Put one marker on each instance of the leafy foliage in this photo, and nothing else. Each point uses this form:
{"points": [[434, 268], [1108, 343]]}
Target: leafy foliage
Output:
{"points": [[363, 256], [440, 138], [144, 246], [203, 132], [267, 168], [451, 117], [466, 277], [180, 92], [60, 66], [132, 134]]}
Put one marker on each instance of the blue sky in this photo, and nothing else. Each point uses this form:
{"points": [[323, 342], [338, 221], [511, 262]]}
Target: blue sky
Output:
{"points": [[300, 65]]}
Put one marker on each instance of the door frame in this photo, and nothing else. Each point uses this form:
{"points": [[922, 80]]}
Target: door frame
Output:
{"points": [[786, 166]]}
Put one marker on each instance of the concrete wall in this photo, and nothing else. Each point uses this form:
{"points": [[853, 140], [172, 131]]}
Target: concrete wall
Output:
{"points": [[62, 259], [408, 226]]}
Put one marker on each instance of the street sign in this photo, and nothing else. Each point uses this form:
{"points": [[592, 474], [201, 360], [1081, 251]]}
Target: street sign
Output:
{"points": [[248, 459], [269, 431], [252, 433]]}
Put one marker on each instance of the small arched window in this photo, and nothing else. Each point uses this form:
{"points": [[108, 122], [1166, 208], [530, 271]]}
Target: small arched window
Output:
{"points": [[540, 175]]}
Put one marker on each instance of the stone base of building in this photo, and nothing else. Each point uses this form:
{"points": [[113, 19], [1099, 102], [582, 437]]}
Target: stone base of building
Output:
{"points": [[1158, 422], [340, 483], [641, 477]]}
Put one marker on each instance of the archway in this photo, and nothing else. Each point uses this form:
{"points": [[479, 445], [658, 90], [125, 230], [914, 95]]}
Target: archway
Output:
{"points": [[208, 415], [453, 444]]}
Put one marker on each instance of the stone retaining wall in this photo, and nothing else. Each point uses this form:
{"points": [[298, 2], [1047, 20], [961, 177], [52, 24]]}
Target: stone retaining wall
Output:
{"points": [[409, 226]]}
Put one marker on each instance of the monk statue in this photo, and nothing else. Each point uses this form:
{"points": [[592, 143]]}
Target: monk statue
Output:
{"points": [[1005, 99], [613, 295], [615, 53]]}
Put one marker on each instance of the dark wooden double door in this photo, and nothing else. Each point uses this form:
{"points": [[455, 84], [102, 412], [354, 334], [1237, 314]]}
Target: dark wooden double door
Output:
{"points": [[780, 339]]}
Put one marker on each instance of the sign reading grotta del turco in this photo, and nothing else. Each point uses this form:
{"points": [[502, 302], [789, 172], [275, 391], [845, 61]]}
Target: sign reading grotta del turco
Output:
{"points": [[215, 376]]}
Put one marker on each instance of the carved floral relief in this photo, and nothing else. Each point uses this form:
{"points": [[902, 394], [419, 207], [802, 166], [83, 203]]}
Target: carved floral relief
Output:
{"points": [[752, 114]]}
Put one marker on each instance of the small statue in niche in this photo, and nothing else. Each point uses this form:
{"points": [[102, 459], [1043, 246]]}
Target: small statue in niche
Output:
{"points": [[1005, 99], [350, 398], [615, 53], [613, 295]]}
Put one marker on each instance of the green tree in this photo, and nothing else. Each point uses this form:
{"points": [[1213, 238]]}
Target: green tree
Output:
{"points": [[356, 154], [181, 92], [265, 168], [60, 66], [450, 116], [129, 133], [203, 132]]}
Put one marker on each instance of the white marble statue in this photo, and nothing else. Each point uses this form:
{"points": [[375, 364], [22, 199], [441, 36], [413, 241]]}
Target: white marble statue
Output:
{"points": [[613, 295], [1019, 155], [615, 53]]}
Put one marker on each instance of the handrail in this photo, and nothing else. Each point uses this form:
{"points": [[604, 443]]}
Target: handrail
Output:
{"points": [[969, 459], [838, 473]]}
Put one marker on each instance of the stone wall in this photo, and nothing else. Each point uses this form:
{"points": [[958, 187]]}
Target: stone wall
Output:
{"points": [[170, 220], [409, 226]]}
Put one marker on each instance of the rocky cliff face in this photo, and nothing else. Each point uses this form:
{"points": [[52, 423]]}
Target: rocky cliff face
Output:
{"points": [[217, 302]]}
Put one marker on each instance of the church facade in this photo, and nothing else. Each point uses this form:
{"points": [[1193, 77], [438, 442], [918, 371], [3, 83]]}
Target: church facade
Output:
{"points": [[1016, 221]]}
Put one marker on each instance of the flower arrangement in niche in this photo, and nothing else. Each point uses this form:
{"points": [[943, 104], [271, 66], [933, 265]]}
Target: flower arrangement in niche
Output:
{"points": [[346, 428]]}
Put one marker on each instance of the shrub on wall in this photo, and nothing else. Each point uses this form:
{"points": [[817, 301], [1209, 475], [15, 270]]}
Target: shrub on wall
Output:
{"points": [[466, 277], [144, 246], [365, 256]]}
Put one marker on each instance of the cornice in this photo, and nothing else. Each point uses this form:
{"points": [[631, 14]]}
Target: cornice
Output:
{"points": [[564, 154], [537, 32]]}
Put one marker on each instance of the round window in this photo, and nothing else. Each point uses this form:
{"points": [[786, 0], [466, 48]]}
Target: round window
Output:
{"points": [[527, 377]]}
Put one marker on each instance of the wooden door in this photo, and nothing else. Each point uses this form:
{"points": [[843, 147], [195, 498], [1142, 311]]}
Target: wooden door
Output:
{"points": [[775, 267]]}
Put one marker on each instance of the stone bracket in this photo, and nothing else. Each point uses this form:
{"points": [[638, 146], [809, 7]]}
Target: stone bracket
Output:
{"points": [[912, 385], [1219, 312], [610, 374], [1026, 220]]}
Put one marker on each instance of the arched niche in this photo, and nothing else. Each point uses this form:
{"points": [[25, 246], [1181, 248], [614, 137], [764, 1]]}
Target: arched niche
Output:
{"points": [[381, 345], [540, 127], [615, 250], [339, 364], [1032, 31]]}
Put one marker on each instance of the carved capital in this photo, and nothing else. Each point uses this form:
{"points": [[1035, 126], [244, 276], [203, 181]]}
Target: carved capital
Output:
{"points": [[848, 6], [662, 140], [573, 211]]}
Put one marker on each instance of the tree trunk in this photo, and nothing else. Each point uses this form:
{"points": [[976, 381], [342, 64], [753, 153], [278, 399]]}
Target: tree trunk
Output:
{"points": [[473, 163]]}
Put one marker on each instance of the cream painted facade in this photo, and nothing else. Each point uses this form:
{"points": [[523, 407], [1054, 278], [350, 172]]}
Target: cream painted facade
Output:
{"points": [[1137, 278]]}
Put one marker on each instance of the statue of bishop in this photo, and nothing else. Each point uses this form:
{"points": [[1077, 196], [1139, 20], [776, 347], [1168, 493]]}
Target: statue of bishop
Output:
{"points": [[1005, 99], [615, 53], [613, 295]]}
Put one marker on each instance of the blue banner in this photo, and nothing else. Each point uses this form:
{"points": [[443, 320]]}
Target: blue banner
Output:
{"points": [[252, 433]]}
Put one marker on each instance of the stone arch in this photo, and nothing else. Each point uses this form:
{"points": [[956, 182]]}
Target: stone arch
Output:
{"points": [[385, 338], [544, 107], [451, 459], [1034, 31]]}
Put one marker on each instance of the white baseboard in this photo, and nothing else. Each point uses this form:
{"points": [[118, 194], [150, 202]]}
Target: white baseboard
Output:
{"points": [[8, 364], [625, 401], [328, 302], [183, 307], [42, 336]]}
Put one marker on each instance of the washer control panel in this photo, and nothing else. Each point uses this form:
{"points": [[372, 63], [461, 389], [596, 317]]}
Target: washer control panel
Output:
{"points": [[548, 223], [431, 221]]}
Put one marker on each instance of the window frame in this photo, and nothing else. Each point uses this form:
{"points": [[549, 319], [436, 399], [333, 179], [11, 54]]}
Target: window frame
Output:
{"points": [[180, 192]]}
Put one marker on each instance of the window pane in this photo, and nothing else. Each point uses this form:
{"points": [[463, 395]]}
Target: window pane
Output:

━━━━━━━━━━━━━━━━━━━━━━━━━━━━━━

_About this exercise_: Nothing but the lines with "baseboard" should be returned, copied from the entries above.

_Written answer_:
Put one marker on each instance of the white baseboard in this photo, and nothing else. Each point uses this form:
Target: white baseboard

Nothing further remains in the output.